- Exercise description: All lines from the one containing "Would you mind pointing out the car roof" through the end of the data below must be reproduced exactly, and no others.

[Stored data entries]
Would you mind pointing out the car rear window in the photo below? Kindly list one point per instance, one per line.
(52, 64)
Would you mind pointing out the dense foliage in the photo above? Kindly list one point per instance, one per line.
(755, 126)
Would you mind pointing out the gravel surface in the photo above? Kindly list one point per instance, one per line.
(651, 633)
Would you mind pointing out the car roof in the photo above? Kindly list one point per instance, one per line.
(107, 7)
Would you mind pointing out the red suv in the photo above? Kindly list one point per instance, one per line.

- Problem solution:
Would you mind pointing out the car roof in the photo above? Kindly list one point per instance, one per line.
(107, 7)
Would you mind pointing out the red suv in the photo above? Kindly list one point per instance, one per line.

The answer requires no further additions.